— Written problem —
Can you return, exactly as they appear in the records, the lines from the one with "the kitchen faucet." up to and including the one with "x=605 y=259", and only those lines?

— Source material —

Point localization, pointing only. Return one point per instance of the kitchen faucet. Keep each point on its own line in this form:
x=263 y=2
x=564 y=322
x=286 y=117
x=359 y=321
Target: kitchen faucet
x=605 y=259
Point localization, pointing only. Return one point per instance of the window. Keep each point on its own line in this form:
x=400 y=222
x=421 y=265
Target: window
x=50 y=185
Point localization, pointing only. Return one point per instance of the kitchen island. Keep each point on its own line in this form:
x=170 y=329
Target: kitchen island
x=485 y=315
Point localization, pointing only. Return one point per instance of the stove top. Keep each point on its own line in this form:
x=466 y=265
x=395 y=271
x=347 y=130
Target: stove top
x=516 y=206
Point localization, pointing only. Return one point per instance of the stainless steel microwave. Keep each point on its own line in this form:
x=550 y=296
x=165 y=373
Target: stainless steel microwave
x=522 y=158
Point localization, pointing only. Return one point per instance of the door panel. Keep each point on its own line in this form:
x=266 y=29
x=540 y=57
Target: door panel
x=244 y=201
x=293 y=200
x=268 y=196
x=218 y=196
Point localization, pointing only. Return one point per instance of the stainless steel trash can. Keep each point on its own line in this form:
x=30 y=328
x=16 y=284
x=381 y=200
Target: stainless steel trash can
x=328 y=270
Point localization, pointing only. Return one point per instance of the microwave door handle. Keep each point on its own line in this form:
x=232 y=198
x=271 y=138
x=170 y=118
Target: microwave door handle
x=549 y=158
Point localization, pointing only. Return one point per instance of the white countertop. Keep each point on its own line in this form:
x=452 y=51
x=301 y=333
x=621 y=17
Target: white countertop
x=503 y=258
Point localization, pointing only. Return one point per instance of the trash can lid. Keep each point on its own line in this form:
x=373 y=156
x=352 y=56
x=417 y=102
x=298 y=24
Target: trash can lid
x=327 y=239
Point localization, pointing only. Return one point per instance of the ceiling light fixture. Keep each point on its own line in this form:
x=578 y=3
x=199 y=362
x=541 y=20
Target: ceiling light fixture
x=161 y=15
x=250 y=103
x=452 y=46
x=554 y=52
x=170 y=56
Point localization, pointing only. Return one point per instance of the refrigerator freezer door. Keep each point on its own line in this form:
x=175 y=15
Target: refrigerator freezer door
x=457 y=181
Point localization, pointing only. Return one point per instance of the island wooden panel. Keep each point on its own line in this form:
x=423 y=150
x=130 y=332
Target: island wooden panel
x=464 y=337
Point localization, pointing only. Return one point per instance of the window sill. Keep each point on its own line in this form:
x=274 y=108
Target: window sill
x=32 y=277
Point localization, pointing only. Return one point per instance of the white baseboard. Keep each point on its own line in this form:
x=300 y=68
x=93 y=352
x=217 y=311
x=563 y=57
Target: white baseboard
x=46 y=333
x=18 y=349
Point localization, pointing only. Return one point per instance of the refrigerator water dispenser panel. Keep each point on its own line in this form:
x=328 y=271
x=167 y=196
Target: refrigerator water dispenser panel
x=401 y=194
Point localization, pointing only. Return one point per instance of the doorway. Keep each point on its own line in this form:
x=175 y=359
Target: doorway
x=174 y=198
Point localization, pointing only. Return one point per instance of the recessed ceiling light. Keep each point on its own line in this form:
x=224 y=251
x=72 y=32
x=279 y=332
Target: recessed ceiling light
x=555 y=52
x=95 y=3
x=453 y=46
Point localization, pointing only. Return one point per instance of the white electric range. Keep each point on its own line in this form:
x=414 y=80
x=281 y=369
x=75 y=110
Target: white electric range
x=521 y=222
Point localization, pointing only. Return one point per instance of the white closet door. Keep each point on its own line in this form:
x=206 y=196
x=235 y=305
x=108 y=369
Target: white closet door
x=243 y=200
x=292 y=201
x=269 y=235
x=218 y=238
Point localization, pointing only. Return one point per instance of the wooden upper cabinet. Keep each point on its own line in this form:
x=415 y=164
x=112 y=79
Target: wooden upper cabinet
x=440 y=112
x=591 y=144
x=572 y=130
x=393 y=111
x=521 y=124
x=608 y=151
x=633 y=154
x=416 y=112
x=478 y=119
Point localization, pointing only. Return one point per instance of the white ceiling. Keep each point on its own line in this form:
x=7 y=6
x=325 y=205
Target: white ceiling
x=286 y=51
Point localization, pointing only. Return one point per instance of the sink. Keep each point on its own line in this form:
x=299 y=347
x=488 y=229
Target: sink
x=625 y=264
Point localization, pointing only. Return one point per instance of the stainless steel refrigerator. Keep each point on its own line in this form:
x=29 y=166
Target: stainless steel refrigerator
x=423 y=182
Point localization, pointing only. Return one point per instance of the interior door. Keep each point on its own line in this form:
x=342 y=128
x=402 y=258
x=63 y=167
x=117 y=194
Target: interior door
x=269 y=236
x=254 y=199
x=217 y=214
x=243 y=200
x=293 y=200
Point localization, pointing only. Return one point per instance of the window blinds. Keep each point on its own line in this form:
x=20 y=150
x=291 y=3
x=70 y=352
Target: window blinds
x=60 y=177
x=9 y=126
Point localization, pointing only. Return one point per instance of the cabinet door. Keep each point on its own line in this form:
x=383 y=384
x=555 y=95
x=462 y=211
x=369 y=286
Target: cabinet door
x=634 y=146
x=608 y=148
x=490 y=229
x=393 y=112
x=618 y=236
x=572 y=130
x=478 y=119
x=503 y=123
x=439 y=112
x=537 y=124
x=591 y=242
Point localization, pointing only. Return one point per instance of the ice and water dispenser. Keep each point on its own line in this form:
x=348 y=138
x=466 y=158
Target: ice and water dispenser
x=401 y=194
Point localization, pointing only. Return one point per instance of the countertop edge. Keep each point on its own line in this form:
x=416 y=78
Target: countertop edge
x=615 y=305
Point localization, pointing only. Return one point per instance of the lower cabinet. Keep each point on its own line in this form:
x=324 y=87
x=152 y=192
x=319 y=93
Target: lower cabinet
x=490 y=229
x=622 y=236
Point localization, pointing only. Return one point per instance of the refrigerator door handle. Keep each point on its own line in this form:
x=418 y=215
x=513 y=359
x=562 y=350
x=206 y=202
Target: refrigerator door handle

==

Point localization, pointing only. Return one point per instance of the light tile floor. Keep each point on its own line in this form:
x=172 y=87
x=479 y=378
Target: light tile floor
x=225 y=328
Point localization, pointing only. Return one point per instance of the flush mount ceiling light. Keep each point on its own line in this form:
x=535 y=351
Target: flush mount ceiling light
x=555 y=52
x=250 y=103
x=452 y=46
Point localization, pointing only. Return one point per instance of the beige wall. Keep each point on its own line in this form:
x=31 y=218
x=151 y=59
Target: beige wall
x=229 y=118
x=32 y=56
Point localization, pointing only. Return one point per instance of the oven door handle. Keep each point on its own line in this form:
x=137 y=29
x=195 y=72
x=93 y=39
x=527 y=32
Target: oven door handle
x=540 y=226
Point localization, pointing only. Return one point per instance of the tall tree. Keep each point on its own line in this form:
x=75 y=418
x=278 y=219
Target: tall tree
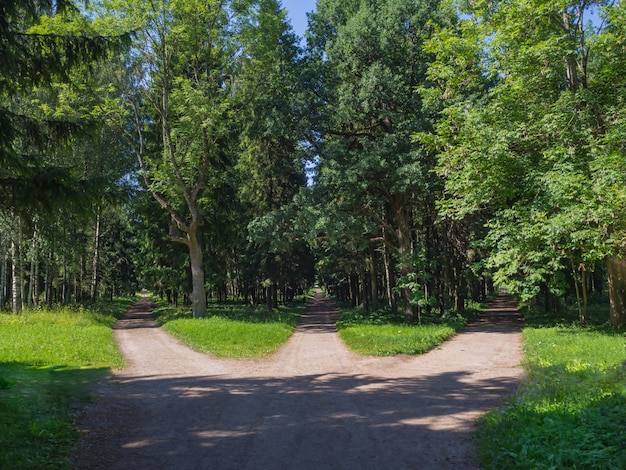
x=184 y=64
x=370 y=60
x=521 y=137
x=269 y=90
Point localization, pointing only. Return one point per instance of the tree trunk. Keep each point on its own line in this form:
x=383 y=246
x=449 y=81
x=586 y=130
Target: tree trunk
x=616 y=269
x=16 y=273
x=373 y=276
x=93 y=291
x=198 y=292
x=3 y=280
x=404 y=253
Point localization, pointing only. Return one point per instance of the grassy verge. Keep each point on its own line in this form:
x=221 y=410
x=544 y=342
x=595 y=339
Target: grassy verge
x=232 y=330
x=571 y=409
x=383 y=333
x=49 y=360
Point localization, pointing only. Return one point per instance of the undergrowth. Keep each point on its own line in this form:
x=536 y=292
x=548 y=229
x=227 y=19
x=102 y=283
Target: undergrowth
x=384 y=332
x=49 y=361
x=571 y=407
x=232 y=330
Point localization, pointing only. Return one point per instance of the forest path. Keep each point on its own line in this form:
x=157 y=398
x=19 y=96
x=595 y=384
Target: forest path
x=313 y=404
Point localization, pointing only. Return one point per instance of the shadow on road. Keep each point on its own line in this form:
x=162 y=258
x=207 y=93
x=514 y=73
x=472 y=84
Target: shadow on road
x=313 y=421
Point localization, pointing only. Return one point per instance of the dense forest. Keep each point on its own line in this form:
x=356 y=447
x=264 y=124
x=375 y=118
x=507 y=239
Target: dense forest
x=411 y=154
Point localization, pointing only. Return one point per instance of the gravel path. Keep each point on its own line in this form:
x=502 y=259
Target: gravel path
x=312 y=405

— Response —
Point localization, pointing only. Return one point per instance of the kitchen faucet. Keep each point on its own line in this form:
x=263 y=2
x=564 y=322
x=286 y=117
x=359 y=321
Target: kitchen faucet
x=605 y=259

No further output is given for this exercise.